» Excerpted passage

▼

October 12th, 2013
9:00 am - 4:00 pm
100 Jones Hall
Greenleaf Conference Room
New Orleans is a city that celebrates its diverse cultural heritages. From Mardi Gras to the blues, in the wrought-iron railings and architectural features of the French quarter to the spices used in creole cooking, everything has a story, some of which originate in surprising places and times. The Middle East Outreach Council or MEOC and the Stone Center for Latin American Studies at Tulane are teaming up to offer a Saturday workshop for K-12 educators on the diverse Middle Eastern, North African, European, Latin American, and Caribbean origins of cultural traits that permeate everyday life right here in Louisiana and the southern United States. This workshop, held in conjunction with the annual Middle East Studies Association conference, is a one-of-a-kind chance to study the Middle East and Latin America in comparison, drawing from a pool of nationally renown scholars and local experts, and using New Orleans as a starting point. You’ll leave with ideas on how to infuse your curriculum with a global approach, gather lists of resources to use in your classroom as well as learn about two outstanding children’s book awards – the Américas Award and MEOC’s book award.
Register before September 30 for a $10 discount!
For a printable flyer, please click here
- Pre-registration – $15
- Regular registration – $25
Register today by clicking here! Workshop attendees will also get access to the MESA Film Festival and the MESA book exhibition (held at the Sheraton New Orleans, 500 Canal Street, starting on Friday, October 11 through Sunday October 13) as well as receive a special discount for registration with WACNO. Breakfast and lunch are included in the registration fee.
The workshop will take place in 100 Jones Hall, 6801 Freret St., on the Tulane Campus.
From Downtown/French Quarter
The St. Charles Streetcar line stops in front of the Tulane Campus. For information on the route and schedule please consult the RTA website.
NOTE: Construction on the line means that buses are currently running between Napoleon Avenue and the University campus. This means transferring from a streetcar to a bus. Please check the RTA website for the latest information and any information on service stoppages.
Once you have arrived on the Tulane campus walk straight through campus until you reach a road. This is Freret St. When you cross the street (at a stoplight) Jones Hall will be on your left. A campus map is available on the Tulane website. Jones Hall is Building 25 on the map.
If you are staying uptown, or near the Riverbend area of New Orleans the streetcar is the best way to reach campus. Construction on the line means that buses are currently running instead of streetcars. Please see the RTA website for the latest updates on the schedule and any service stoppages. Follow the directions above (for reaching campus by streetcar) when you reach campus.

▲

» Aim 1
Answer these from the workshop announcement:
(a) In which room and building is the workshop held?
(b) How much does pre-registration cost?
(c) What building number does Jones Hall have on the Tulane campus map?

» Input rows
▼

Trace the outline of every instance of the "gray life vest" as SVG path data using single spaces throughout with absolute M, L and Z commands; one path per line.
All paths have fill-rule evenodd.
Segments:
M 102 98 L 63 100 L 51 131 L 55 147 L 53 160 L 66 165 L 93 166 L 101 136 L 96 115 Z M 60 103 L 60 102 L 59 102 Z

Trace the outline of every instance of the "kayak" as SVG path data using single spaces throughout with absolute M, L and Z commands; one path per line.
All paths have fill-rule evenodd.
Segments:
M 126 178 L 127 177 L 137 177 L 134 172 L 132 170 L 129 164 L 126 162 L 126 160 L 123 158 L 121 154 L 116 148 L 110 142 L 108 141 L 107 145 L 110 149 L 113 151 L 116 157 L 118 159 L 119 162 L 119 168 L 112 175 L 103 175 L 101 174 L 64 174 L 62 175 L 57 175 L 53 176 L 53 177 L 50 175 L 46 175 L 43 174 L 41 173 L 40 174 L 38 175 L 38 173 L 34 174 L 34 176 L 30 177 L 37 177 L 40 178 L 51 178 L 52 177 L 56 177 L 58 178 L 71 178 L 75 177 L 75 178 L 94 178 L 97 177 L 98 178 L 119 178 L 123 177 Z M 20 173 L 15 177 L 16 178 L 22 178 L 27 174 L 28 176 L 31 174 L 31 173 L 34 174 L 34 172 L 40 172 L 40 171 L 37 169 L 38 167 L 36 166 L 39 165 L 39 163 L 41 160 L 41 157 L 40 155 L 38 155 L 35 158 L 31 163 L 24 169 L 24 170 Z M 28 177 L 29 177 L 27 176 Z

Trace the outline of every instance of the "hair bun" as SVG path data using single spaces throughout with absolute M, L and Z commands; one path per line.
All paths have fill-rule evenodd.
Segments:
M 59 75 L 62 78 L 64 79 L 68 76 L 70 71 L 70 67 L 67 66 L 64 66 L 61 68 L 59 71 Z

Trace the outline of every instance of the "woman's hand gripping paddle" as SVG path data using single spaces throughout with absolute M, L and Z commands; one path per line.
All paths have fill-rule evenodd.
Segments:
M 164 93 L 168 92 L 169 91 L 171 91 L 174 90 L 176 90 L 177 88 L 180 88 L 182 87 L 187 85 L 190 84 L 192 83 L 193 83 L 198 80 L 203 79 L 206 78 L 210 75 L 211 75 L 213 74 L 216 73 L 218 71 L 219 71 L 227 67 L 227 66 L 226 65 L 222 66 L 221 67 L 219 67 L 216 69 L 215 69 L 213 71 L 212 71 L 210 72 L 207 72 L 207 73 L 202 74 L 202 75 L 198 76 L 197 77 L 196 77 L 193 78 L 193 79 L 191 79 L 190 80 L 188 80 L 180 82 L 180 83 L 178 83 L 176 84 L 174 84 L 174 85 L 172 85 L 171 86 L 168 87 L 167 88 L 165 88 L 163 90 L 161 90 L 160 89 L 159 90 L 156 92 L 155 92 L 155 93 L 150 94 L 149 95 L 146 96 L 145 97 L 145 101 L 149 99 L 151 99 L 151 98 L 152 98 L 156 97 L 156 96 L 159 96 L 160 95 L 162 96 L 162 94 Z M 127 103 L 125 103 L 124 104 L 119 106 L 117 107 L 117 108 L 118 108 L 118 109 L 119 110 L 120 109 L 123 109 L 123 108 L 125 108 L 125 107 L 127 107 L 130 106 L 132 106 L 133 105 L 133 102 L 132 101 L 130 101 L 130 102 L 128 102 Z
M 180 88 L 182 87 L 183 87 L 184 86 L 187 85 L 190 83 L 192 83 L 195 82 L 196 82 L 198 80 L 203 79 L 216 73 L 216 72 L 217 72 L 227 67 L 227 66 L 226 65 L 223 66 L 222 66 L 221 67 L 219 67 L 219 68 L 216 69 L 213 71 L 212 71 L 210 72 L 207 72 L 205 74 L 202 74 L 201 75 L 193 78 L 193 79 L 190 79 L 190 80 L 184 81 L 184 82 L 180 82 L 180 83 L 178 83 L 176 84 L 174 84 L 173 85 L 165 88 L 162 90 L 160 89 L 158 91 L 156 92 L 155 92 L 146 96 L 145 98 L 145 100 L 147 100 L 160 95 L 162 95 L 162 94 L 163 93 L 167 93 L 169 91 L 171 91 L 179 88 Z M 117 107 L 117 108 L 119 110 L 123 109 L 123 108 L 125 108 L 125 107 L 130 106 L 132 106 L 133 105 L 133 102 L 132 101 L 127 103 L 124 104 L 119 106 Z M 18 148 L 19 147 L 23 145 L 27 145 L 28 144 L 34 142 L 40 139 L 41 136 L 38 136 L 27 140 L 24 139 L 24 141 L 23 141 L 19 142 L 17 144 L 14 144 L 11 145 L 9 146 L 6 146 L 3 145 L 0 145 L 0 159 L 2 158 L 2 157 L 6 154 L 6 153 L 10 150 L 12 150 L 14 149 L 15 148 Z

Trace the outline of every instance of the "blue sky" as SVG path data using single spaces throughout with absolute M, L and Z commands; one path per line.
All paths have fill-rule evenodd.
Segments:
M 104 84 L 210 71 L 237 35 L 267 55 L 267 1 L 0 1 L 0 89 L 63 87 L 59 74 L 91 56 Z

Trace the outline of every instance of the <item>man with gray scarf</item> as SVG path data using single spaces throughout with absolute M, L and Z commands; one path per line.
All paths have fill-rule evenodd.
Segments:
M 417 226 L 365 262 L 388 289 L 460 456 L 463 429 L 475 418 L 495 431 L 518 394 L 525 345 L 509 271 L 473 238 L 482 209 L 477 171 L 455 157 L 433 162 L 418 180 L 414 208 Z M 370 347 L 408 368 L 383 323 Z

▲

» Aim 2
Reproduce the entries starting at the line that contains "Trace the outline of every instance of the <item>man" and continuing through the last line of the entries, both ends included.

» Reply 1
(a) The Greenleaf Conference Room in 100 Jones Hall.
(b) $15.
(c) Building 25.

» Reply 2
Trace the outline of every instance of the <item>man with gray scarf</item> as SVG path data using single spaces throughout with absolute M, L and Z commands; one path per line.
All paths have fill-rule evenodd.
Segments:
M 417 226 L 365 262 L 388 289 L 460 456 L 463 429 L 475 418 L 495 431 L 518 394 L 525 345 L 509 271 L 473 238 L 482 209 L 477 171 L 455 157 L 433 162 L 418 180 L 414 208 Z M 370 347 L 408 368 L 383 323 Z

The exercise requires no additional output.